*** Opening of DATA SUPPLIED ***

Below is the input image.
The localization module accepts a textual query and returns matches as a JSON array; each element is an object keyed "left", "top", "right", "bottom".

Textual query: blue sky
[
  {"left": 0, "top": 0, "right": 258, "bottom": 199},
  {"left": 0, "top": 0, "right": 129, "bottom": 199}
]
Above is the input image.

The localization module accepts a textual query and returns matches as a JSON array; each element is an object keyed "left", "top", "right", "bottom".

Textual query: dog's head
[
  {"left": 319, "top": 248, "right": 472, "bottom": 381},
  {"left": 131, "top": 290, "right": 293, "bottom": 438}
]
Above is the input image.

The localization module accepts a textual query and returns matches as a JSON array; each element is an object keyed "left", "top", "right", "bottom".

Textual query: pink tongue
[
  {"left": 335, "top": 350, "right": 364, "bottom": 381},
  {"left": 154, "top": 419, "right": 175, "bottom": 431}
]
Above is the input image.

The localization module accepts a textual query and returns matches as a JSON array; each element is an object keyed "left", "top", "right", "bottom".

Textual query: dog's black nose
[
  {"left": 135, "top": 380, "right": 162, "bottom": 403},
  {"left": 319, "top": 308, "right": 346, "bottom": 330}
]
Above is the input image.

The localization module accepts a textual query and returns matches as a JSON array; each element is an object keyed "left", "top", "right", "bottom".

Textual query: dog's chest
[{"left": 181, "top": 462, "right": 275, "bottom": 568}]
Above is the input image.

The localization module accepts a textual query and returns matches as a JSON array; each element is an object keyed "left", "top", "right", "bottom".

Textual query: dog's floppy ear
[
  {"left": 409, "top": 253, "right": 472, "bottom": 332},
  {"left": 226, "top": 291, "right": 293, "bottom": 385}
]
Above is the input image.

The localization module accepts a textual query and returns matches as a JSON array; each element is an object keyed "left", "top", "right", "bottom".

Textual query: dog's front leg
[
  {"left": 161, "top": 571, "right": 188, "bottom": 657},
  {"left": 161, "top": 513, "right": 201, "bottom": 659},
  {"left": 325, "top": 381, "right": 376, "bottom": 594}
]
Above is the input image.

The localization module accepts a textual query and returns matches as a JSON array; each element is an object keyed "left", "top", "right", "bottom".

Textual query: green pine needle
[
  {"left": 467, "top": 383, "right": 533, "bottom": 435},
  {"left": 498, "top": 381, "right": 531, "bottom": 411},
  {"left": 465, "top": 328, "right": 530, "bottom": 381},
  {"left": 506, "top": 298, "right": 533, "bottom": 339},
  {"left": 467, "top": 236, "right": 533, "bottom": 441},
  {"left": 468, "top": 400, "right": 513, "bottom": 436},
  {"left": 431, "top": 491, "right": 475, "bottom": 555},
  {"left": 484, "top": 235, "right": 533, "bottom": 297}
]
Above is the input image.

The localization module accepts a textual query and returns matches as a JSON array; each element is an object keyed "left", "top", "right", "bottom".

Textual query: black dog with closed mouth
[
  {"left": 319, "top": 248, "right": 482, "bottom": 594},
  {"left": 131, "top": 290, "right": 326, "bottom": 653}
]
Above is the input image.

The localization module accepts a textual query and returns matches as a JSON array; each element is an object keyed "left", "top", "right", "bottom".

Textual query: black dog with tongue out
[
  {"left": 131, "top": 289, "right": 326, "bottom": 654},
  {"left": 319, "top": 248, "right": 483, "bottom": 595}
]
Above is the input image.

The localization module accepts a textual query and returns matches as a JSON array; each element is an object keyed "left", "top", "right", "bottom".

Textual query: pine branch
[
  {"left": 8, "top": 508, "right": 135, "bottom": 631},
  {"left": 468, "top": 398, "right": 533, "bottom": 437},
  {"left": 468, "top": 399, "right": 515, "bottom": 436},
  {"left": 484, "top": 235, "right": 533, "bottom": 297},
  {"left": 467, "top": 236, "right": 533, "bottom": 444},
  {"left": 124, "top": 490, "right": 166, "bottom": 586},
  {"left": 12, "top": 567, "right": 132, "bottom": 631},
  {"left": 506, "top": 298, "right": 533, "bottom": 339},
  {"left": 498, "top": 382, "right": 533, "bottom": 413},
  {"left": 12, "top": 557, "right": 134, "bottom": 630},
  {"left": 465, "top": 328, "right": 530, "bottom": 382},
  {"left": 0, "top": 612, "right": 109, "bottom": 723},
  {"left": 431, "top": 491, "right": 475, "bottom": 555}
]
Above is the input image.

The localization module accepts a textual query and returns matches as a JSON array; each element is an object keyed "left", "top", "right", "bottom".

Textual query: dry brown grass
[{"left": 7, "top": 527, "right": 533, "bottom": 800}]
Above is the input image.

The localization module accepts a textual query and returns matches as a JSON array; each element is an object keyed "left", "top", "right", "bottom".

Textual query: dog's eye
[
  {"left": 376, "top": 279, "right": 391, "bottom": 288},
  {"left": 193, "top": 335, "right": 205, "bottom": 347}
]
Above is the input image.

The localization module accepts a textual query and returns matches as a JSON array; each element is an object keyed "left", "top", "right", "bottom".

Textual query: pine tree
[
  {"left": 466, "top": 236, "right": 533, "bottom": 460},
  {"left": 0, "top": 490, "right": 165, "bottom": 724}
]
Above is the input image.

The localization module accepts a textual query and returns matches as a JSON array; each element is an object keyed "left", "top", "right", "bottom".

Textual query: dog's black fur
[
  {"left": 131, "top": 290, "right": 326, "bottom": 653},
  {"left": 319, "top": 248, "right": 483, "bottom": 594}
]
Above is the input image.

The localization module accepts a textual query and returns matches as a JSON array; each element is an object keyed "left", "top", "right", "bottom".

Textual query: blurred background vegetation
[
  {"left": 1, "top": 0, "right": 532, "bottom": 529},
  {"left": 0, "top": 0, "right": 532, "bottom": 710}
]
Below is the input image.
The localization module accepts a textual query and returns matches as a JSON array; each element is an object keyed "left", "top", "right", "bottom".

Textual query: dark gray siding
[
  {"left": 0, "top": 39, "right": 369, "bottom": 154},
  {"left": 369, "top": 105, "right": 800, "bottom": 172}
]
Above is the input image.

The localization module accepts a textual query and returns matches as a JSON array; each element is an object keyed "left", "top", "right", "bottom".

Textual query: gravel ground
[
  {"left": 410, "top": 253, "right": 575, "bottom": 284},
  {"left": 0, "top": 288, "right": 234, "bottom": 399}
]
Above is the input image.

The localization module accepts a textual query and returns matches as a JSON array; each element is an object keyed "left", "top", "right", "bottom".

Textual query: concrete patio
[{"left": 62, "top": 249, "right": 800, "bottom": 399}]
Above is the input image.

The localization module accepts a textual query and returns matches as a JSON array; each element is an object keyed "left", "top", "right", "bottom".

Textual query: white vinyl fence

*** Close of DATA SUPPLIED ***

Exact output of every entry is required.

Below is the input image.
The localization module accepts a textual query and returns matches as a JSON array; each element is an object keyed "left", "top", "right", "bottom".

Textual query: blue sky
[
  {"left": 0, "top": 0, "right": 258, "bottom": 199},
  {"left": 0, "top": 0, "right": 129, "bottom": 199}
]
Above is the input image.

The localization module accepts a textual query and returns matches as a JSON array; each element is an object keyed "left", "top", "right", "bottom".

Textual query: dog's head
[
  {"left": 319, "top": 248, "right": 472, "bottom": 381},
  {"left": 131, "top": 290, "right": 293, "bottom": 438}
]
Above is the input image.

The localization module accepts a textual query and returns matches as a JSON array; each element is an object keyed "left", "top", "right", "bottom".

Textual query: pink tongue
[
  {"left": 335, "top": 350, "right": 364, "bottom": 381},
  {"left": 154, "top": 419, "right": 175, "bottom": 431}
]
Above is the input image.

The localization module accepts a textual query and returns matches as a JSON array; each element is an object keyed "left", "top", "right", "bottom".

Textual query: dog's black nose
[
  {"left": 135, "top": 380, "right": 162, "bottom": 403},
  {"left": 319, "top": 308, "right": 346, "bottom": 330}
]
Above is the input image.

The localization module accepts a textual query and returns matches as a JSON array; each element is an object keyed "left", "top", "right", "bottom".

Textual query: dog's chest
[{"left": 181, "top": 462, "right": 275, "bottom": 568}]
Above is the input image.

The localization module accepts a textual query and returns matches as a JSON array; each element is an object keyed "left", "top", "right", "bottom".

Textual query: dog's floppy ear
[
  {"left": 409, "top": 253, "right": 472, "bottom": 332},
  {"left": 226, "top": 291, "right": 293, "bottom": 385}
]
Above is the input image.

The localization module accepts a textual query and returns matches as a JSON array; each element is an object keyed "left", "top", "right", "bottom".

Textual query: dog's front leg
[
  {"left": 161, "top": 571, "right": 188, "bottom": 657},
  {"left": 161, "top": 513, "right": 201, "bottom": 659},
  {"left": 325, "top": 381, "right": 376, "bottom": 594}
]
Above is the input image.

The localization module accepts a textual query and returns matches as a JSON array; each element is an object keyed "left", "top", "right", "bottom".

Textual query: green pine needle
[
  {"left": 467, "top": 383, "right": 533, "bottom": 435},
  {"left": 498, "top": 381, "right": 531, "bottom": 411},
  {"left": 465, "top": 328, "right": 530, "bottom": 381},
  {"left": 506, "top": 298, "right": 533, "bottom": 339},
  {"left": 467, "top": 236, "right": 533, "bottom": 441},
  {"left": 468, "top": 400, "right": 513, "bottom": 436},
  {"left": 431, "top": 491, "right": 475, "bottom": 555},
  {"left": 484, "top": 235, "right": 533, "bottom": 297}
]
Above is the input image.

The localization module accepts a textual query and returns matches as a JSON array; each element is an object keyed "left", "top", "right", "bottom".

Textual query: black dog with closed mouth
[
  {"left": 319, "top": 248, "right": 482, "bottom": 594},
  {"left": 131, "top": 290, "right": 326, "bottom": 653}
]
Above is the input image.

The localization module accepts a textual query and returns matches as a JSON array; each element is an object keyed "left", "top", "right", "bottom".

Textual query: black dog with tongue out
[
  {"left": 131, "top": 289, "right": 326, "bottom": 654},
  {"left": 319, "top": 248, "right": 483, "bottom": 595}
]
Above is the input image.

The localization module accepts a textual query and returns matches as a JSON array; each element is an object keyed "left", "top", "right", "bottom".

Textual query: pine branch
[
  {"left": 8, "top": 508, "right": 135, "bottom": 631},
  {"left": 468, "top": 398, "right": 533, "bottom": 437},
  {"left": 468, "top": 399, "right": 515, "bottom": 436},
  {"left": 484, "top": 235, "right": 533, "bottom": 297},
  {"left": 467, "top": 236, "right": 533, "bottom": 444},
  {"left": 124, "top": 490, "right": 166, "bottom": 586},
  {"left": 12, "top": 567, "right": 132, "bottom": 631},
  {"left": 506, "top": 298, "right": 533, "bottom": 339},
  {"left": 498, "top": 382, "right": 533, "bottom": 413},
  {"left": 12, "top": 557, "right": 134, "bottom": 630},
  {"left": 465, "top": 328, "right": 530, "bottom": 382},
  {"left": 0, "top": 612, "right": 109, "bottom": 723},
  {"left": 431, "top": 491, "right": 475, "bottom": 555}
]
Above is the input image.

The localization module accepts a textual query and returns matches as a JSON array; each element is an object keyed "left", "top", "right", "bottom".

Textual query: dry brown grass
[{"left": 7, "top": 527, "right": 533, "bottom": 800}]
Above is the input image.

The localization module accepts a textual query and returns matches as a JSON array; each element is an object keyed "left", "top", "right", "bottom".

Textual query: dog's eye
[
  {"left": 376, "top": 279, "right": 391, "bottom": 288},
  {"left": 193, "top": 335, "right": 205, "bottom": 347}
]
Above is the input image.

The localization module accepts a textual query and returns matches as a JSON array; each element is an object keyed "left", "top", "right", "bottom".

Textual query: pine tree
[
  {"left": 466, "top": 236, "right": 533, "bottom": 460},
  {"left": 0, "top": 490, "right": 165, "bottom": 724}
]
Above is the input image.

The localization module accepts a textual query and returns matches as a JSON array; each element is an object keyed "left", "top", "right", "bottom".

Textual query: dog's black fur
[
  {"left": 131, "top": 290, "right": 326, "bottom": 653},
  {"left": 319, "top": 248, "right": 483, "bottom": 594}
]
Above is the input image.

The localization module accepts a textual query and returns matches as a JSON array; each element is an object keyed "left", "top", "right", "bottom".

Textual query: blurred background vegetation
[
  {"left": 1, "top": 0, "right": 532, "bottom": 529},
  {"left": 0, "top": 0, "right": 532, "bottom": 710}
]
Below is the input image.
The localization module accepts a textual query and returns matches as a JSON array; each element is an object keyed "left", "top", "right", "bottom".

Textual query: dark gray siding
[
  {"left": 0, "top": 39, "right": 369, "bottom": 154},
  {"left": 369, "top": 105, "right": 800, "bottom": 172}
]
Above is the input image.

The localization module accepts a textual query and returns matches as a JSON array; each element is an object keyed "left", "top", "right", "bottom".

Textual query: gravel ground
[
  {"left": 410, "top": 253, "right": 575, "bottom": 284},
  {"left": 0, "top": 288, "right": 234, "bottom": 399}
]
Above is the input image.

The localization module accepts a textual query and returns matches as a JSON array; each element is an object keyed "left", "top", "right", "bottom".

Textual query: concrete patio
[{"left": 62, "top": 249, "right": 800, "bottom": 399}]
Above is the input image.

The localization module accepts a textual query and returns matches as a JSON array; each element is an object keyed "left", "top", "right", "bottom".

Textual query: white vinyl fence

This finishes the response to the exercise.